Exercise » In the statistical methodology text, what was the primary efficacy endpoint?

Statistical methodology.The primary efficacy endpoint was the clinical response at the TOC visit in the microbiologically evaluable (ME) population, a subset of the clinically evaluable (CE) population. The CE population included all randomized patients who received any amount of a study drug and met the minimal disease definition of cIAI and for whom sufficient information was available to determine outcome with no confounding factors present that interfered with assessment of outcome. The ME population included CE patients who also had a baseline pathogen identified and a microbiological response assessed. Clinical response was classified as cure, failure, or indeterminate based on clinical outcomes. A favorable clinical response was cure, defined as complete resolution or significant improvement of signs and symptoms of the initial infection such that no additional antibacterial therapy or surgical or radiological intervention was required. Patients were classified as clinical failures based on death related to intra-abdominal infection, persisting or recurrent infection within the abdomen documented by findings at reintervention, postsurgical wound infection, or administration of effective concomitant antibacterial therapy for any indication after the start of study drug. Clinical response was also evaluated at the EOT and follow-up visits.

Dataset »
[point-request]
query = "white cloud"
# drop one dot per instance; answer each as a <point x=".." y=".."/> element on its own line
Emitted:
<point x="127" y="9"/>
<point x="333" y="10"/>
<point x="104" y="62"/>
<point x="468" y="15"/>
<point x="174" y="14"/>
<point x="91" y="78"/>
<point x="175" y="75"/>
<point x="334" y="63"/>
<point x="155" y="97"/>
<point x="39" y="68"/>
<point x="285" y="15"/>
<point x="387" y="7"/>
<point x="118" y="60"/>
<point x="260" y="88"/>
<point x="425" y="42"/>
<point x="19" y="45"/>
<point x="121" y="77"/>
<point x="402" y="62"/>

Result for this task » The clinical response at the TOC visit in the microbiologically evaluable (ME) population.